------ Exercise data ------
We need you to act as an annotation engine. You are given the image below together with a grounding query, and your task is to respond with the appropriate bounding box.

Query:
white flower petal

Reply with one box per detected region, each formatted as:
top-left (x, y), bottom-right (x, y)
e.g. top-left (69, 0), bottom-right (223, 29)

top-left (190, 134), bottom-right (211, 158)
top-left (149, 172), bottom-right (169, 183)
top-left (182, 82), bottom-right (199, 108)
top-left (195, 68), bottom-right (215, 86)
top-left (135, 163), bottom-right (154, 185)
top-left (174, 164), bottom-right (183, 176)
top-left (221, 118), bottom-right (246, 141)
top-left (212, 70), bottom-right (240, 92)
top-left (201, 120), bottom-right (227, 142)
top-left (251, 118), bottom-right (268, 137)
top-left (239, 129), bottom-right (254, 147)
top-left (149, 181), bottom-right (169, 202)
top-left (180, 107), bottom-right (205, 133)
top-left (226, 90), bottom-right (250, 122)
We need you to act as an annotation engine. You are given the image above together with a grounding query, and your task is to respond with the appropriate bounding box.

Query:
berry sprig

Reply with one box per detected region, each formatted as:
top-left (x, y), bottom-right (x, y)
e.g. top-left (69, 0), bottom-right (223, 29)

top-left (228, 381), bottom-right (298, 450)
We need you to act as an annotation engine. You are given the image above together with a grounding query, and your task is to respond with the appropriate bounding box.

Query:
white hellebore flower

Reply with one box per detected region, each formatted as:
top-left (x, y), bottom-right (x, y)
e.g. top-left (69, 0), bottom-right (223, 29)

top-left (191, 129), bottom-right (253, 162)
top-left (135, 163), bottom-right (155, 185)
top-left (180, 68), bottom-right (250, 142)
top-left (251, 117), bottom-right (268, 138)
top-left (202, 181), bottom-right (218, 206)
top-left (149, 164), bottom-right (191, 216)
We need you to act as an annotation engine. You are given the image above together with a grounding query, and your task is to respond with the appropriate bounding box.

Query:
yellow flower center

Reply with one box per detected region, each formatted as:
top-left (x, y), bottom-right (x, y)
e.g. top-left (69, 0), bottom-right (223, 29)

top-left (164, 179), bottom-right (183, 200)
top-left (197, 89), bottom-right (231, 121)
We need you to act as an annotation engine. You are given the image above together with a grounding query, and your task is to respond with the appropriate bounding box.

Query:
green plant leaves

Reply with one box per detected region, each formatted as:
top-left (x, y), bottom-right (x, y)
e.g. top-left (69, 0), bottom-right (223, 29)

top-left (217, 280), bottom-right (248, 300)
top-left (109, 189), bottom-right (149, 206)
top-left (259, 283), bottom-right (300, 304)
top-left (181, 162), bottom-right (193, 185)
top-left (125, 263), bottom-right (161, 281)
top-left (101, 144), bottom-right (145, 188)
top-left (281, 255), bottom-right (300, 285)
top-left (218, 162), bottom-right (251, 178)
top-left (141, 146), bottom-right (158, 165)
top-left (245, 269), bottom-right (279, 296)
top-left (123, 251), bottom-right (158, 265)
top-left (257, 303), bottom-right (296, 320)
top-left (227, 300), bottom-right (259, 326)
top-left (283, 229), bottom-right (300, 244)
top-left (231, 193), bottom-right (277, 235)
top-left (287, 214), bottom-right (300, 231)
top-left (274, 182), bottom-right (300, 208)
------
Print the records again, exactly as they stand above.

> [Task result]:
We need you to act as an annotation engine. You are given the image below together with a grounding query, and your task is to respond with the appropriate bounding box.

Query:
white flower petal

Reply with one box per detected region, each formatted as:
top-left (x, y), bottom-right (x, y)
e.g. top-left (69, 0), bottom-right (223, 29)

top-left (190, 134), bottom-right (211, 158)
top-left (149, 172), bottom-right (169, 183)
top-left (182, 82), bottom-right (199, 108)
top-left (195, 68), bottom-right (215, 86)
top-left (135, 163), bottom-right (154, 185)
top-left (174, 164), bottom-right (183, 176)
top-left (221, 118), bottom-right (246, 141)
top-left (212, 70), bottom-right (240, 92)
top-left (201, 120), bottom-right (227, 142)
top-left (251, 118), bottom-right (268, 137)
top-left (239, 129), bottom-right (254, 147)
top-left (149, 181), bottom-right (169, 202)
top-left (180, 107), bottom-right (205, 133)
top-left (226, 90), bottom-right (250, 122)
We need you to act as an annotation engine. You are given the image above together with a grounding query, and your task is to respond with the appropriate bounding box.

Query:
berry sprig

Reply with one box per detected region, each formatted as:
top-left (x, y), bottom-right (x, y)
e.g. top-left (69, 0), bottom-right (223, 29)

top-left (228, 381), bottom-right (298, 450)
We need you to act as an annotation engine. You are given the image above together with a grounding query, and your task is to respond with the appropriate bounding box.

Query:
white hellebore flower

Reply with one box per detected region, each formatted as:
top-left (x, y), bottom-right (x, y)
e.g. top-left (69, 0), bottom-right (223, 29)

top-left (191, 129), bottom-right (253, 162)
top-left (135, 163), bottom-right (155, 185)
top-left (180, 68), bottom-right (250, 142)
top-left (251, 117), bottom-right (268, 138)
top-left (202, 181), bottom-right (218, 206)
top-left (149, 164), bottom-right (191, 216)
We need you to act as an annotation engine. You are given the image above together with a grounding query, and your task is to respond with the appropriate bounding box.

Query:
yellow flower center

Reply with one box per detected region, each formatted as:
top-left (x, y), bottom-right (x, y)
e.g. top-left (69, 0), bottom-right (223, 29)

top-left (164, 179), bottom-right (183, 200)
top-left (197, 89), bottom-right (231, 121)
We need you to act as an annotation engine. You are given the image above together with a grounding query, and your task is to respond with the appropriate bounding box.

Query:
green plant leaves

Reply with one box per detected region, each formatted as:
top-left (x, y), bottom-right (x, y)
e.g. top-left (69, 0), bottom-right (223, 29)

top-left (217, 280), bottom-right (248, 300)
top-left (109, 189), bottom-right (149, 206)
top-left (259, 283), bottom-right (300, 304)
top-left (181, 162), bottom-right (193, 185)
top-left (125, 263), bottom-right (161, 281)
top-left (101, 144), bottom-right (145, 188)
top-left (281, 255), bottom-right (300, 285)
top-left (218, 162), bottom-right (251, 178)
top-left (141, 146), bottom-right (158, 165)
top-left (245, 269), bottom-right (279, 296)
top-left (123, 251), bottom-right (158, 265)
top-left (257, 303), bottom-right (296, 320)
top-left (227, 300), bottom-right (259, 326)
top-left (283, 229), bottom-right (300, 244)
top-left (231, 193), bottom-right (277, 235)
top-left (287, 214), bottom-right (300, 231)
top-left (274, 182), bottom-right (300, 208)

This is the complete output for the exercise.